*** Opening of Quoted passage ***

A TV series about mismatched characters who end up getting along are a common trope in kids’ programming. Heck, almost entire networks are made up of the stuff. And yet when it’s done well, the result can be very entertaining.

Max & Shred is just such a series. The Breakthrough Entertainment project–debuting Tuesday at 7 p.m. ET/PT on YTV–focuses on two boys that couldn’t be more different. Max Asher (Jonny Gray) is a world-famous snowboarder, a cool dude with floppy hair, a crooked smile and undeniable charm. Adults and kids all love him. At odds is Alvin Ackerman (Jake Goodman)–a.k.a. Shred, a nickname he picks up in the first episode–a bookworm, genius inventor who is awkward around everyone and everything that doesn’t have to do with science. The two, of course, are thrown together and eventually become best buds.

What makes Max & Shred different from other stuff out there is the chemistry between the two lead characters. Rather than being over-the-top with their performances–something that plagues this genre–they play everything with enough subtlety that you’re captivated rather than annoyed.

*** Close of Quoted passage ***
*** Opening of Data to examine ***

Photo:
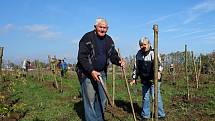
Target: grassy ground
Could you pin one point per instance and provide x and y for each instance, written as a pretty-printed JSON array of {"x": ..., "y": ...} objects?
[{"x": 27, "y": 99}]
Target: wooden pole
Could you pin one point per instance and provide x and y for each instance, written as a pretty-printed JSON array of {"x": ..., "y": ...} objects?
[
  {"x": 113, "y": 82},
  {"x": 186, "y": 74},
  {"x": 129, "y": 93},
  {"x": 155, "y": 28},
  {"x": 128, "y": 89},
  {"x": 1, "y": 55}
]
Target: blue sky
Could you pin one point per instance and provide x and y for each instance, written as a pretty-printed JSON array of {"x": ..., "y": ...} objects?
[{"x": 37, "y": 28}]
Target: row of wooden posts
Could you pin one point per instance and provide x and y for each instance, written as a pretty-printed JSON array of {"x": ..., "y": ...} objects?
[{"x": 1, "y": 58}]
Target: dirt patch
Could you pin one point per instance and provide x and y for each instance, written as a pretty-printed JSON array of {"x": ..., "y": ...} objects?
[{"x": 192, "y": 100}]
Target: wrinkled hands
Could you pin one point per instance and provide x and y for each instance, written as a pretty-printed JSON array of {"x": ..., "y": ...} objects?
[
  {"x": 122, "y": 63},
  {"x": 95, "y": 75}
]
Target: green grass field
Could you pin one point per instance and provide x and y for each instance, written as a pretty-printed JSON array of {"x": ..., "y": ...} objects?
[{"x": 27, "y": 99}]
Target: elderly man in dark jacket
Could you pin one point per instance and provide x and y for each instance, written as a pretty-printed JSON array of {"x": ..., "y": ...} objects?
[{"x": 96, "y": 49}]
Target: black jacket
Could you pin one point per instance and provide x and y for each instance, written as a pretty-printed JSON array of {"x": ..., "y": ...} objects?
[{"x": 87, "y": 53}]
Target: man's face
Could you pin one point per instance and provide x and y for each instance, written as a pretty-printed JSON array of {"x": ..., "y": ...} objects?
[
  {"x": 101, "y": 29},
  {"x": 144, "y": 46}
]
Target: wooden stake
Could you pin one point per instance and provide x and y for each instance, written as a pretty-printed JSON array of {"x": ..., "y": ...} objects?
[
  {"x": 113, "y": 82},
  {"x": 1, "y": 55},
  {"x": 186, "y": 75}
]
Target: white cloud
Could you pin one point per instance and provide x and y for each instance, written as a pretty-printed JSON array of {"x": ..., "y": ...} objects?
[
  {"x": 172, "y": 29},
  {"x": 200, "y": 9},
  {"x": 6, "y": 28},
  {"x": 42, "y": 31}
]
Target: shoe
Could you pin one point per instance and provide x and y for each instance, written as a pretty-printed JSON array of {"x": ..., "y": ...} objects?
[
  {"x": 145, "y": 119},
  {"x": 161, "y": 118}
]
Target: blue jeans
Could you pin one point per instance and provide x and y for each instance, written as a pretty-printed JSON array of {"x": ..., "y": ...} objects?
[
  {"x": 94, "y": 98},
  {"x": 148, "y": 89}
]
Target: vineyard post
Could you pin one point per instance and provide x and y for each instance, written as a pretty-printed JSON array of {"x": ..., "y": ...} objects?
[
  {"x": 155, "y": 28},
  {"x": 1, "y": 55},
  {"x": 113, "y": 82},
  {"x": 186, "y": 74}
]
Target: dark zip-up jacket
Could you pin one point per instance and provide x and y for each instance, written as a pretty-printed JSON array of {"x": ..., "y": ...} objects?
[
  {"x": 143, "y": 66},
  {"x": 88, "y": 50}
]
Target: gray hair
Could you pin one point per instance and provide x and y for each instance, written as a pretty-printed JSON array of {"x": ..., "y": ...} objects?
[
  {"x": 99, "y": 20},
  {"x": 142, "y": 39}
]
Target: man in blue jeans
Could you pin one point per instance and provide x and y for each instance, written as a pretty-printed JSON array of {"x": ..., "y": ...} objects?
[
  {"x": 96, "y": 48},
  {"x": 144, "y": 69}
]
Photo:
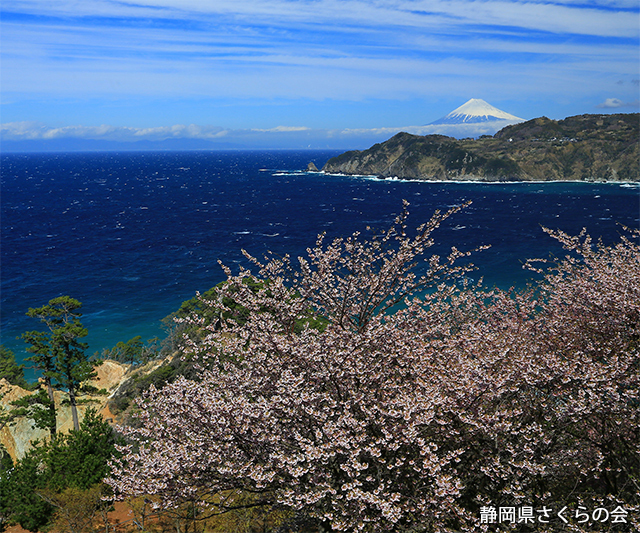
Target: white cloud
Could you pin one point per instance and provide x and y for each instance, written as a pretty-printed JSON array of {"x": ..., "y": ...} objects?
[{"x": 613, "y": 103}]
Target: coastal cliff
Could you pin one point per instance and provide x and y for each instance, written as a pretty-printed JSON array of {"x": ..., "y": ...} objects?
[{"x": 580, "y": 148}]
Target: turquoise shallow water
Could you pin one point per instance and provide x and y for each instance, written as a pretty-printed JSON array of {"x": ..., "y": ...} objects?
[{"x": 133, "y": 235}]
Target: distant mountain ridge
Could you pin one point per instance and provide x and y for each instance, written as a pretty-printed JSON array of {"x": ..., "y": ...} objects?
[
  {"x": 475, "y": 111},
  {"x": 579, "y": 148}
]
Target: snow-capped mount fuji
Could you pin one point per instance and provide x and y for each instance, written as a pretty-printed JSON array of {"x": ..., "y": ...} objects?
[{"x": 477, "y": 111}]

*** Close of Data to examine ***
*** Opening of Data to examine ***

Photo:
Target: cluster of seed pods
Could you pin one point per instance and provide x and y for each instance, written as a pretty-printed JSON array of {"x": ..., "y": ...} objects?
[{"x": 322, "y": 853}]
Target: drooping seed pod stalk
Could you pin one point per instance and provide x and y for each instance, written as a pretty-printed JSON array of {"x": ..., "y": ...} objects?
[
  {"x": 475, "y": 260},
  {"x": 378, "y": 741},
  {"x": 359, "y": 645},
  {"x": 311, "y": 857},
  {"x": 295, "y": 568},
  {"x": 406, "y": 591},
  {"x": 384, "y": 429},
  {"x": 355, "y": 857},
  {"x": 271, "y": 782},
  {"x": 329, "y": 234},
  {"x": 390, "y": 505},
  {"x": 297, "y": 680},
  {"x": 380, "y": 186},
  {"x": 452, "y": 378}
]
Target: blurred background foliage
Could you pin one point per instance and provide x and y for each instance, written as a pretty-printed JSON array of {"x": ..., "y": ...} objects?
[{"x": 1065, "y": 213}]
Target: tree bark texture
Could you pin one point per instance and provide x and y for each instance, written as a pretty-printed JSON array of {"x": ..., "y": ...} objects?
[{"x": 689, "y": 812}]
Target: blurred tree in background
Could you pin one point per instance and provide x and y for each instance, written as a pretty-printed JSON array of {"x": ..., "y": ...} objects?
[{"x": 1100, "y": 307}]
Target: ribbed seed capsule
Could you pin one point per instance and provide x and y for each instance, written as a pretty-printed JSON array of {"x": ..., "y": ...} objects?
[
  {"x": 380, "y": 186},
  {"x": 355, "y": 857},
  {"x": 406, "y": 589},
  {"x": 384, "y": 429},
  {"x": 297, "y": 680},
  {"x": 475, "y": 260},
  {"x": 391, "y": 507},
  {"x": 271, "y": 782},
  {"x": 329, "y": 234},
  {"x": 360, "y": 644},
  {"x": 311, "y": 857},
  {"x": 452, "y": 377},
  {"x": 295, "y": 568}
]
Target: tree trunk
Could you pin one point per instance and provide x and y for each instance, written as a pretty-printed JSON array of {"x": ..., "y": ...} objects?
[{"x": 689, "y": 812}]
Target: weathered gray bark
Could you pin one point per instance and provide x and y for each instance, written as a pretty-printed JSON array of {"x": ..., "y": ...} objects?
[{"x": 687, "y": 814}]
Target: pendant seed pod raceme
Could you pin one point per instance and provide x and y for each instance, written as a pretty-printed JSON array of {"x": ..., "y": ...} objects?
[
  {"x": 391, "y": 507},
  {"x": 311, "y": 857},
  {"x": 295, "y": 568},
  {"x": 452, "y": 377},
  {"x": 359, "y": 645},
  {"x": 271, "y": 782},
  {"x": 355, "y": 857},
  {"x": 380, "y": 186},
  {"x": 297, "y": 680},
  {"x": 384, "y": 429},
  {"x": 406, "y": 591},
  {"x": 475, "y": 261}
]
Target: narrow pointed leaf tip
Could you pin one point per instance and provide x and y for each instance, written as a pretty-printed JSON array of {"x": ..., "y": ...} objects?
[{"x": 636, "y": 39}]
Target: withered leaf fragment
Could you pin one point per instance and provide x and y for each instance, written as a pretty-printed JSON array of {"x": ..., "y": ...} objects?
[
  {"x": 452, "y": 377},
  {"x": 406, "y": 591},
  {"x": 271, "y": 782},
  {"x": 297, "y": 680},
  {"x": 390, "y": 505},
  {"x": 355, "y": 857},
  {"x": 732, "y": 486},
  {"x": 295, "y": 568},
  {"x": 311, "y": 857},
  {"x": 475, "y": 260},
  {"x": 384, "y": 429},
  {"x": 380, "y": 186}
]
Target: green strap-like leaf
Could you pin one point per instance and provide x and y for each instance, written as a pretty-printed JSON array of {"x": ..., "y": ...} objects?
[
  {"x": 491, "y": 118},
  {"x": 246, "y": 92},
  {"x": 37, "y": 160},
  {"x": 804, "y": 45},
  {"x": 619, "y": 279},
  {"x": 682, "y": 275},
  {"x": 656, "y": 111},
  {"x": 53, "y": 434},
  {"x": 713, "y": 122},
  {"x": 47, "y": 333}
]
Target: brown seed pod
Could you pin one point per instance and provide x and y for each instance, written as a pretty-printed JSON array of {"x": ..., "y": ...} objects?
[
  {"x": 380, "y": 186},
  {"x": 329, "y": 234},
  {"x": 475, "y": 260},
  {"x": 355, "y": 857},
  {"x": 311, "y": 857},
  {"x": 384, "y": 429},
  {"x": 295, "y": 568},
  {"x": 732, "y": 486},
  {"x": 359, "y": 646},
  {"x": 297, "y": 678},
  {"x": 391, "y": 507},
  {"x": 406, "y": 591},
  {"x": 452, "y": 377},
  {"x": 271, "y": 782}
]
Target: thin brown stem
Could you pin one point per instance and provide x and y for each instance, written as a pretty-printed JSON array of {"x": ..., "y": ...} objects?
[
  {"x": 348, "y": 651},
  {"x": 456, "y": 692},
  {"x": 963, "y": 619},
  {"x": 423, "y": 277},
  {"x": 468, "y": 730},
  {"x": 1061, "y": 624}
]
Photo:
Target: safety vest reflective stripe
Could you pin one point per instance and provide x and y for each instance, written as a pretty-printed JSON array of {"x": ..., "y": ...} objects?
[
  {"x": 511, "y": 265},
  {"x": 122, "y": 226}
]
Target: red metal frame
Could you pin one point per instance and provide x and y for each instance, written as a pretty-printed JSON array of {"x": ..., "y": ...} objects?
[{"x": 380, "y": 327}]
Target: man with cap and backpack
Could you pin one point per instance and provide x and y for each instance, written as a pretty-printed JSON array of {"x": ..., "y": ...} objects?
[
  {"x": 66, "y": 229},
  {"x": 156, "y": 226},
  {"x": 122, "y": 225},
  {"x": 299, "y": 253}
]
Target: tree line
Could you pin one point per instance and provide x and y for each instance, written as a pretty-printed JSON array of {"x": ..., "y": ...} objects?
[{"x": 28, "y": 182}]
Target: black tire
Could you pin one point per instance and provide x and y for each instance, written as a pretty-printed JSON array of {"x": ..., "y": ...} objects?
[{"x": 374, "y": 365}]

*** Close of Data to examine ***
*** Opening of Data to examine ***

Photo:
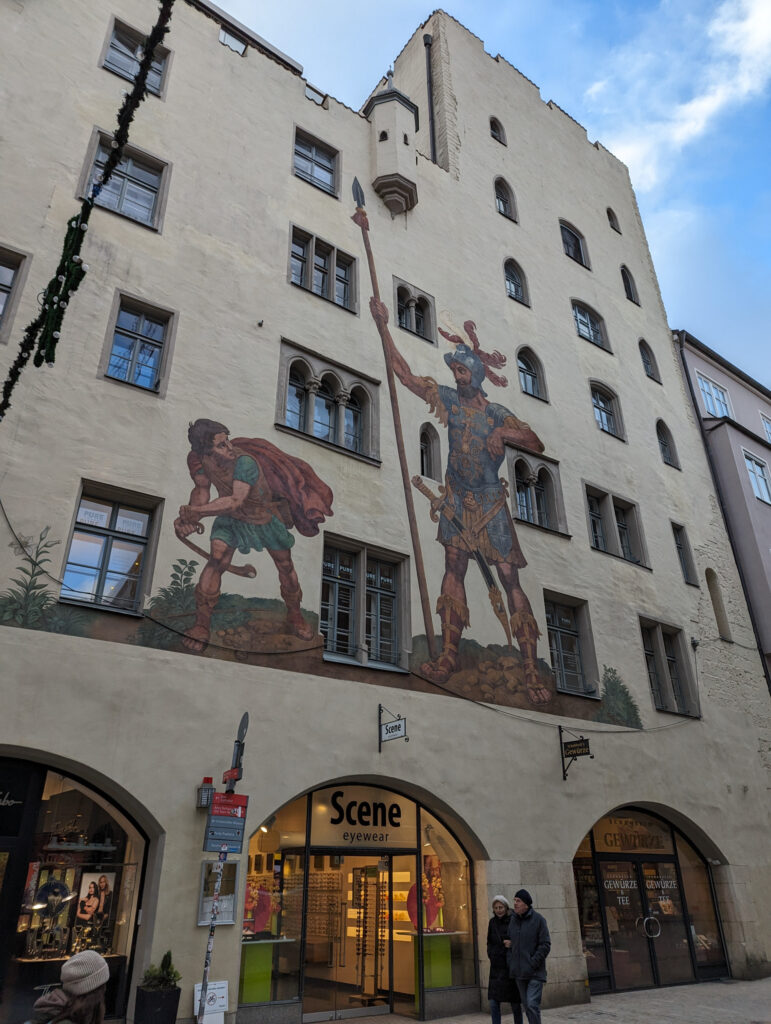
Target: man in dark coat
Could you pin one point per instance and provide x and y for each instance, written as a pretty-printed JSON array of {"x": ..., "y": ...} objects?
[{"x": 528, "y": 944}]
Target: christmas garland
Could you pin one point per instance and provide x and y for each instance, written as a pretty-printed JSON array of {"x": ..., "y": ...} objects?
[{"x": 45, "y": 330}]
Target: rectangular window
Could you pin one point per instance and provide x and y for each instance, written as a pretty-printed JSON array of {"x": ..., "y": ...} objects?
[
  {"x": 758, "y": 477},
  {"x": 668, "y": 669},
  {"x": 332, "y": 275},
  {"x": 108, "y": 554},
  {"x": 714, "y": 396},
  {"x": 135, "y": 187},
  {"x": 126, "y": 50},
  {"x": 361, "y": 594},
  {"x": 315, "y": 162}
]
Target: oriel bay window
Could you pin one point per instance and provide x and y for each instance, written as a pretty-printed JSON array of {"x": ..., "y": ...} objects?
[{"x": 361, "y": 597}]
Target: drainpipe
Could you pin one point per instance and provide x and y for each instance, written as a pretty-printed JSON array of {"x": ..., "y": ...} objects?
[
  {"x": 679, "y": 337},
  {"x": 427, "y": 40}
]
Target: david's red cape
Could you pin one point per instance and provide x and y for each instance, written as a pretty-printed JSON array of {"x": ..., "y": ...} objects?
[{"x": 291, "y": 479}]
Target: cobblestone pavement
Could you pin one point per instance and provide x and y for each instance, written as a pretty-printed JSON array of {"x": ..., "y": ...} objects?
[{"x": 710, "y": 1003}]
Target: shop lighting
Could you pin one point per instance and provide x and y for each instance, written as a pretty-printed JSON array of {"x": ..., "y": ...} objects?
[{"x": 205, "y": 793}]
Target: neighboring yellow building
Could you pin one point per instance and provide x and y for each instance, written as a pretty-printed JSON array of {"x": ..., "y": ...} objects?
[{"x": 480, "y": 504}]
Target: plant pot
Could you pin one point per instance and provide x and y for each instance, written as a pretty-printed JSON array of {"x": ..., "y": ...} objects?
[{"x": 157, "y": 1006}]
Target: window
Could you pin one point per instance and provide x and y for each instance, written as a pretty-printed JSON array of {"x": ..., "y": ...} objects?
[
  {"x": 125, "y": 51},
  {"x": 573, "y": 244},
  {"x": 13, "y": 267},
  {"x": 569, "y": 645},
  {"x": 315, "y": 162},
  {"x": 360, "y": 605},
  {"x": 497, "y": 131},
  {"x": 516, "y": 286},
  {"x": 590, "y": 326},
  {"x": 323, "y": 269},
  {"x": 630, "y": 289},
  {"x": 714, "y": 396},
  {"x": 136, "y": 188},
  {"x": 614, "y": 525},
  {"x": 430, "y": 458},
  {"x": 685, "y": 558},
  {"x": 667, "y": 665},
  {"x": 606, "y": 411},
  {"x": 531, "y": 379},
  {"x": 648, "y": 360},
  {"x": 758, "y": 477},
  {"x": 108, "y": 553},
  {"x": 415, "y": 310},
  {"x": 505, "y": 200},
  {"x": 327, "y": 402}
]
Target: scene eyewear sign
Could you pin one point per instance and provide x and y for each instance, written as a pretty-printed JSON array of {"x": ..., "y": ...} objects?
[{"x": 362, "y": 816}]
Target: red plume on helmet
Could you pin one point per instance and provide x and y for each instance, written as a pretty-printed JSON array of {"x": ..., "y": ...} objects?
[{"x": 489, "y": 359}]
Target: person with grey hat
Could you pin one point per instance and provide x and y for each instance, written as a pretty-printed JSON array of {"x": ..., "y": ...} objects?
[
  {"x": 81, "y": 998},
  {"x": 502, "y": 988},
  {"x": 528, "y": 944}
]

*** Close of Data to examine ***

*How to complete this task:* Reproduce the Max & Shred review word for word, in its entirety.

*Solution to the exercise:*
A TV series about mismatched characters who end up getting along are a common trope in kids’ programming. Heck, almost entire networks are made up of the stuff. And yet when it’s done well, the result can be very entertaining.

Max & Shred is just such a series. The Breakthrough Entertainment project–debuting Tuesday at 7 p.m. ET/PT on YTV–focuses on two boys that couldn’t be more different. Max Asher (Jonny Gray) is a world-famous snowboarder, a cool dude with floppy hair, a crooked smile and undeniable charm. Adults and kids all love him. At odds is Alvin Ackerman (Jake Goodman)–a.k.a. Shred, a nickname he picks up in the first episode–a bookworm, genius inventor who is awkward around everyone and everything that doesn’t have to do with science. The two, of course, are thrown together and eventually become best buds.

What makes Max & Shred different from other stuff out there is the chemistry between the two lead characters. Rather than being over-the-top with their performances–something that plagues this genre–they play everything with enough subtlety that you’re captivated rather than annoyed.